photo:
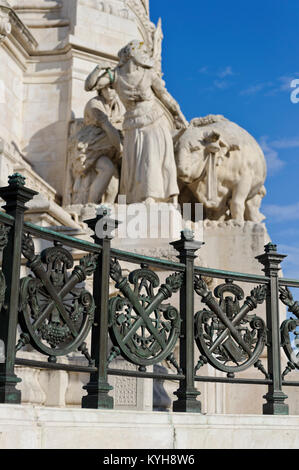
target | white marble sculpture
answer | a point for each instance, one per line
(148, 166)
(95, 148)
(222, 166)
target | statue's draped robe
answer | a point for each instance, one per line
(148, 164)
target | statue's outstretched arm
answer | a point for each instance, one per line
(98, 77)
(158, 86)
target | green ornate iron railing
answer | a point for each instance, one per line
(55, 312)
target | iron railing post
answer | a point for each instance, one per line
(187, 392)
(98, 387)
(16, 195)
(275, 397)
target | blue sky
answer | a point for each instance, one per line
(238, 58)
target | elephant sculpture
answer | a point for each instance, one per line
(222, 166)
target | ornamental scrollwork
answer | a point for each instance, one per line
(143, 329)
(288, 331)
(55, 313)
(228, 337)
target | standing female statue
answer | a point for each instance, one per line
(148, 164)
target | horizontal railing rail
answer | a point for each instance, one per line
(149, 315)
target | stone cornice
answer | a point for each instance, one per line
(10, 23)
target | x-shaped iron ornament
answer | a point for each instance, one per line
(226, 334)
(142, 328)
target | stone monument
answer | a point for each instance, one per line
(128, 145)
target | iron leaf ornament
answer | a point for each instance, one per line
(288, 331)
(55, 313)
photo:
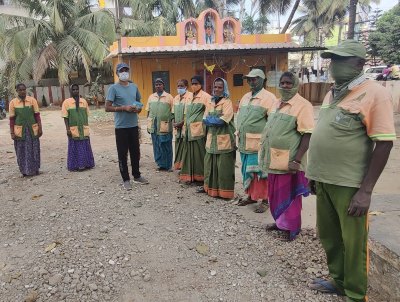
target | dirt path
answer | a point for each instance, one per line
(79, 237)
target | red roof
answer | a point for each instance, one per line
(193, 48)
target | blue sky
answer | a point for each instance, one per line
(384, 6)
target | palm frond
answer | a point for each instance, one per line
(56, 18)
(45, 58)
(101, 22)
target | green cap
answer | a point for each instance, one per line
(255, 73)
(348, 48)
▬▬▬▬▬▬▬▬▬▬
▶ WHAT IS BEING ASKED: Starting at the line that contains "target | green cap" and continuing through the last line, rescale every point coordinate in the answers by 2.4. Round each result to the nearest whole number, with halves rounded up, and rewrite every line in that range, including the requests.

▶ SOLUTION TO THIS TASK:
target | green cap
answer | a point for each instance, one per line
(612, 175)
(835, 115)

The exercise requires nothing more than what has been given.